• _Written exercise_
Copy out the part of the data that opens with the line containing "Where can you see the doctor's writing" and closes with the line containing "(1159, 555)", including both of those lines.

• _Records provided_
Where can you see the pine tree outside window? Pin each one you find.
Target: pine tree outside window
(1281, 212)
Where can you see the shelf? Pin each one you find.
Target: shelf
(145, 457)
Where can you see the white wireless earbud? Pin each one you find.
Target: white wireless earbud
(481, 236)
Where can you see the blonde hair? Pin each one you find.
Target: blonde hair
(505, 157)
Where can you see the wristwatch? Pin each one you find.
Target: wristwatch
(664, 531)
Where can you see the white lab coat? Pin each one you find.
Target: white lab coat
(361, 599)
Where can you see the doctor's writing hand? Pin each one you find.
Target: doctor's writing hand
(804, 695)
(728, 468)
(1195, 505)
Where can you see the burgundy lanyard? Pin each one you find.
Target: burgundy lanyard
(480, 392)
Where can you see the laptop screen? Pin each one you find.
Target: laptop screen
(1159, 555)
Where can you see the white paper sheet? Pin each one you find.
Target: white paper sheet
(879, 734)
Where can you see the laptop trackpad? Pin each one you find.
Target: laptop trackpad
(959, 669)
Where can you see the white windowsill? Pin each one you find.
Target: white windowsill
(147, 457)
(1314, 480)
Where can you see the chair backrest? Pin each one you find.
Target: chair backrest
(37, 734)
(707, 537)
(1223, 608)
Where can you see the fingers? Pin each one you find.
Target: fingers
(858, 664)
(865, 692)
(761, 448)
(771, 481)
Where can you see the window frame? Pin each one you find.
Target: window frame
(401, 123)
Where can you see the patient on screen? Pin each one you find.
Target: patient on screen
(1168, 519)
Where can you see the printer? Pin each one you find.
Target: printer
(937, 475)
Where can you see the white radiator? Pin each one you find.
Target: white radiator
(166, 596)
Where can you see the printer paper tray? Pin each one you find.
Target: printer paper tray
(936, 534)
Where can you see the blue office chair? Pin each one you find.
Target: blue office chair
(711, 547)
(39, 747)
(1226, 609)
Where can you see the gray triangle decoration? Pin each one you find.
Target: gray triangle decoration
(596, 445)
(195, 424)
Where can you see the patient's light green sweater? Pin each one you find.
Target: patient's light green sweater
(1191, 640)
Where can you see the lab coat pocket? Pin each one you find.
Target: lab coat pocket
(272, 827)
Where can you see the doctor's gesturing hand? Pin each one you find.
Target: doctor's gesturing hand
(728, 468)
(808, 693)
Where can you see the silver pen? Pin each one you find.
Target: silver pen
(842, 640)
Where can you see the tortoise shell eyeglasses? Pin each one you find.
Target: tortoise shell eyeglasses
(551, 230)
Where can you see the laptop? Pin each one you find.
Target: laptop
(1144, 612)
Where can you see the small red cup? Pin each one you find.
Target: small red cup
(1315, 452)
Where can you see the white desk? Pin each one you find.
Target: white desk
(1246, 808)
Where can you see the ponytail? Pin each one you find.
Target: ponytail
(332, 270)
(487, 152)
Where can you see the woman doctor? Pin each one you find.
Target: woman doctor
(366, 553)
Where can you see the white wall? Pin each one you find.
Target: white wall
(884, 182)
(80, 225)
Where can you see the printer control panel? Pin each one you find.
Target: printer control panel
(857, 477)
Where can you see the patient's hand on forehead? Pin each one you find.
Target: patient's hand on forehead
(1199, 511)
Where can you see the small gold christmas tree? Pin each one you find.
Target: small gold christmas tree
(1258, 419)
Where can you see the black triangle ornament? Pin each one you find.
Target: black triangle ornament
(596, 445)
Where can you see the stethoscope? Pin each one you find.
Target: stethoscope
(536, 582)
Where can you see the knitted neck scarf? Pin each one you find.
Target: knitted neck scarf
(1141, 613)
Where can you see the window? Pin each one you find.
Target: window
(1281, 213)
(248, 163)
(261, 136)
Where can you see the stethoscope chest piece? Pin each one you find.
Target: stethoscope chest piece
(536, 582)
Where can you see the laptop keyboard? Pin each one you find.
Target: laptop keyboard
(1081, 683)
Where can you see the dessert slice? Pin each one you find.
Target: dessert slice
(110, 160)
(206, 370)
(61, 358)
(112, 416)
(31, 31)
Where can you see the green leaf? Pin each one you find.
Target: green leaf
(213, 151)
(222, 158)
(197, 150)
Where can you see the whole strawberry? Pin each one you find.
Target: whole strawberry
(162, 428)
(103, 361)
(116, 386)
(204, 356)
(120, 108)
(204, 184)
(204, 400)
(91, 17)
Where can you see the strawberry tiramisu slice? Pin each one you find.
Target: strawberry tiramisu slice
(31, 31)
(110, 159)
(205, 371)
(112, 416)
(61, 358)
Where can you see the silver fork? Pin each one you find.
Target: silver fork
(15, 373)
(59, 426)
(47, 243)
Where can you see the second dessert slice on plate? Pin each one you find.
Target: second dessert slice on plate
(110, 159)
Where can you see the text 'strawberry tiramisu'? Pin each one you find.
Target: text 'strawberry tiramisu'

• _Response for this exercise_
Where can you see the doctor's writing hand? Pin each one you find.
Target: doctor's writing hand
(804, 695)
(728, 468)
(1195, 505)
Where can you see the burgundy lanyard? Pin each one you find.
Target: burgundy lanyard
(480, 392)
Where can you see the laptop screen? Pin each one you find.
Target: laptop screen
(1159, 555)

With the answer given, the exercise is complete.